* ЗАДАНИЯ *
(A) Повторите без изменений всё, что идёт в отрывке от «Эка КурниаванКрасота – это» и до «так и всем окружающим.».
(B) Перечислите все названия мест, реальных и вымышленных, которые упоминаются в отрывке.
(C) Какое родовое проклятие, согласно отрывку, играет важную роль у Курниавана?

* ОТРЫВОК *
--*--

Эка КурниаванКрасота – это горе[153]

Проще всего описать 500-страничный эпос Эки Курниавана «Красота – это горе» как индонезийский вариант знаменитого романа Габриэля Гарсии Маркеса «Сто лет одиночества». В этом уподоблении есть определенный резон: как и Маркес, Курниаван работает в формате традиционной многолюдной и разветвленной семейной саги, а реализм (порой весьма жесткий, почти жестокий) мешает с самой причудливой фантазией и колдовством. Как и у Маркеса, выбравшего в качестве места действия своего романа выдуманный город Макондо, повествование у Курниавана локализовано в воображаемой провинции Халимунда где-то на дальней оконечности острова Ява. И у Маркеса, и у Курниавана важную роль играет идея родового проклятия: у первого – проклятия одиночества, у второго – губительной и необоримой красоты, приносящей несчастья как своей обладательнице, так и всем окружающим.

Однако есть и различия – пожалуй, куда более важные, чем черты внешнего сходства. И главное из них состоит в том, что если Маркес по сути своей внеисторичен, то Курниаван, напротив, стремится упаковать в свой роман всю историю Индонезии ХХ века. И неожиданным образом магически-реалистическая оболочка оказывается идеальным – ну, или близким к тому – вместилищем для этой задачи.

--*--

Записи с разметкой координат

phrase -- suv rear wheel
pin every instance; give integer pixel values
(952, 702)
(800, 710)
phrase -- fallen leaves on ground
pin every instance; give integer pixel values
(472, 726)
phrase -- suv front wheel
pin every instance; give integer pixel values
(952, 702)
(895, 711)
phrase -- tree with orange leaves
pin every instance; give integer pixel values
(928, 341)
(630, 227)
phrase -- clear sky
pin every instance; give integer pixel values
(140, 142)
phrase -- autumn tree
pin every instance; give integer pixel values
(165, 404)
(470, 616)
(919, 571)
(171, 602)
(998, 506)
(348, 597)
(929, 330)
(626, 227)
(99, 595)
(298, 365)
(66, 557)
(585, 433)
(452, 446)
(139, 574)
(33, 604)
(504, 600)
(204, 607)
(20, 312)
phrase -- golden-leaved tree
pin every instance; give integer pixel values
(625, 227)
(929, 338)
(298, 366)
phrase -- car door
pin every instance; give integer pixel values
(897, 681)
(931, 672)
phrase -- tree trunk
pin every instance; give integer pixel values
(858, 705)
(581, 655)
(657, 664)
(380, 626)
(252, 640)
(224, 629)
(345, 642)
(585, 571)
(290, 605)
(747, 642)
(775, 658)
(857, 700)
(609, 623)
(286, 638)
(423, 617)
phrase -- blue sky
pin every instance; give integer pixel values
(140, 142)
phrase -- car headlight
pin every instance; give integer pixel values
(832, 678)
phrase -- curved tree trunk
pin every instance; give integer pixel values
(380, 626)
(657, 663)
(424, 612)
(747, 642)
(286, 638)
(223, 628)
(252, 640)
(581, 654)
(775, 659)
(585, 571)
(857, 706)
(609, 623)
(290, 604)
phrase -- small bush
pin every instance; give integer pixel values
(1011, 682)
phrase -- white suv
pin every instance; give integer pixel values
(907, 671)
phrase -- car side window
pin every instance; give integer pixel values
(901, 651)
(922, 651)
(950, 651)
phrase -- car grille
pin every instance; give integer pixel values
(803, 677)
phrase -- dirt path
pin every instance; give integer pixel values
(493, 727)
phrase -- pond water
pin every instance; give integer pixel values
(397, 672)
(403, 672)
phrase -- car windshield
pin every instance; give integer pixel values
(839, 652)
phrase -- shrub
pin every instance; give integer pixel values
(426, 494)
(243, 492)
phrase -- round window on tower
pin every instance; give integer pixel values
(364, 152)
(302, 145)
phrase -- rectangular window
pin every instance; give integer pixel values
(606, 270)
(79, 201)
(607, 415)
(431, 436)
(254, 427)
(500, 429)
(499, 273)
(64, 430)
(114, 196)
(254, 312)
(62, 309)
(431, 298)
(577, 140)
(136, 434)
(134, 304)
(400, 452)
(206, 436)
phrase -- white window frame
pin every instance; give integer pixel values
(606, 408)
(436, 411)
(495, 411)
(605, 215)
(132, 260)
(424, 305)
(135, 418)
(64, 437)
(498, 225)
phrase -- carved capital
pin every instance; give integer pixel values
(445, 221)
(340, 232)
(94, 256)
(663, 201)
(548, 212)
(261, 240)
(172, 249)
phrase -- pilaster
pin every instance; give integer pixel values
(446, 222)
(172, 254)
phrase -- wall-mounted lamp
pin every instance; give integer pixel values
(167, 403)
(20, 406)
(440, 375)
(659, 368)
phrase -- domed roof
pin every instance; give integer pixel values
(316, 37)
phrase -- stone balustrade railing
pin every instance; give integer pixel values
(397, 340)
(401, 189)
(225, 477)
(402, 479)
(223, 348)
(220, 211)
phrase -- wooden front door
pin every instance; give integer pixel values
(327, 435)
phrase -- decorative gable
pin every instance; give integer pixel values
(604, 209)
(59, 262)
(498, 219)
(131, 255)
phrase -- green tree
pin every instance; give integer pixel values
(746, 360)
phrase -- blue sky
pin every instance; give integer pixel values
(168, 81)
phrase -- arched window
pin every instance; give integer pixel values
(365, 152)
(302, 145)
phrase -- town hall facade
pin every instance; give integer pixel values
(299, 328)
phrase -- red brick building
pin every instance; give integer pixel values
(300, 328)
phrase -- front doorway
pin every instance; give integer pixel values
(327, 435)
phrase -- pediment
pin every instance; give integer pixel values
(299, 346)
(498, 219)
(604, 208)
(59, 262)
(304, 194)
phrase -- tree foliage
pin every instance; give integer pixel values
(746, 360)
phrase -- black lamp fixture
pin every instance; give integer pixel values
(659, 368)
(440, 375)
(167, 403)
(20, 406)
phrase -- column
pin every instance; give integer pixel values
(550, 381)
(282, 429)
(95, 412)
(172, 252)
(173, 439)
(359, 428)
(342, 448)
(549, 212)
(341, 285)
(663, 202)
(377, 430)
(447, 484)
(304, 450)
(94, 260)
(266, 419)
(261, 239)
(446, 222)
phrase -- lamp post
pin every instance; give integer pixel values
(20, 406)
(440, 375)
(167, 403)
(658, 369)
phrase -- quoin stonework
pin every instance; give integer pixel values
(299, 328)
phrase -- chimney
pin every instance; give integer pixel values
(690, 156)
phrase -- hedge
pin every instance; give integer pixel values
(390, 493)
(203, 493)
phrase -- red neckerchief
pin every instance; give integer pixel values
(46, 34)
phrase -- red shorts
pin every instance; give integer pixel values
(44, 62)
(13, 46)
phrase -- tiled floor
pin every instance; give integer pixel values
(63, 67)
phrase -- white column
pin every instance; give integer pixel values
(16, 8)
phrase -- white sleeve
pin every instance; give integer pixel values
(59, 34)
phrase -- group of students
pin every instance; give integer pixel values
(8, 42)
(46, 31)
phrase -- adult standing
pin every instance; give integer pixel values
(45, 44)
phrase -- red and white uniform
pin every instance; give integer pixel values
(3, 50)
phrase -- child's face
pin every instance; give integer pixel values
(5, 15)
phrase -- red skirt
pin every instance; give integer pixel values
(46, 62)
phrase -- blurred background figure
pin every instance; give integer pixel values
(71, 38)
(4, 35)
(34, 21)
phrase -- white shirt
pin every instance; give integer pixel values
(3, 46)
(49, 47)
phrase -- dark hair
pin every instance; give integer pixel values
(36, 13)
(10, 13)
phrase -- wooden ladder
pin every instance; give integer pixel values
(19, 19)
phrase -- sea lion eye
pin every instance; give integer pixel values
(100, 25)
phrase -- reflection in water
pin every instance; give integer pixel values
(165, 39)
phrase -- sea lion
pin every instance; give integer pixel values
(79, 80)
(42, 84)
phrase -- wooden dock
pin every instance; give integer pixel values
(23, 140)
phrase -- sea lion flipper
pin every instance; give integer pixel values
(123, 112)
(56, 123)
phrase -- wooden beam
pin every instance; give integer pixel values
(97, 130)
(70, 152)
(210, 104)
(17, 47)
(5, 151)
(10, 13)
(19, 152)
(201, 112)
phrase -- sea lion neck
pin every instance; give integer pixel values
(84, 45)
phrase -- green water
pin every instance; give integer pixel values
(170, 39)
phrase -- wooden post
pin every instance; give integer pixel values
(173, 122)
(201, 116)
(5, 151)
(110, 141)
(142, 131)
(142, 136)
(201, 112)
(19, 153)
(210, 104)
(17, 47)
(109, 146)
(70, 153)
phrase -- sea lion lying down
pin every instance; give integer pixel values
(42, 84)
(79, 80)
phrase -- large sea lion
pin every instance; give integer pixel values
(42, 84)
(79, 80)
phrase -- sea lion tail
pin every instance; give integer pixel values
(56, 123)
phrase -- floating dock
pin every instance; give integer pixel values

--*--

* ОТВЕТЫ *
(A)
Эка КурниаванКрасота – это горе[153]

Проще всего описать 500-страничный эпос Эки Курниавана «Красота – это горе» как индонезийский вариант знаменитого романа Габриэля Гарсии Маркеса «Сто лет одиночества». В этом уподоблении есть определенный резон: как и Маркес, Курниаван работает в формате традиционной многолюдной и разветвленной семейной саги, а реализм (порой весьма жесткий, почти жестокий) мешает с самой причудливой фантазией и колдовством. Как и у Маркеса, выбравшего в качестве места действия своего романа выдуманный город Макондо, повествование у Курниавана локализовано в воображаемой провинции Халимунда где-то на дальней оконечности острова Ява. И у Маркеса, и у Курниавана важную роль играет идея родового проклятия: у первого – проклятия одиночества, у второго – губительной и необоримой красоты, приносящей несчастья как своей обладательнице, так и всем окружающим.

(B) Макондо, Халимунда, Ява, Индонезия.

(C) Проклятие губительной и необоримой красоты, приносящей несчастья как своей обладательнице, так и всем окружающим.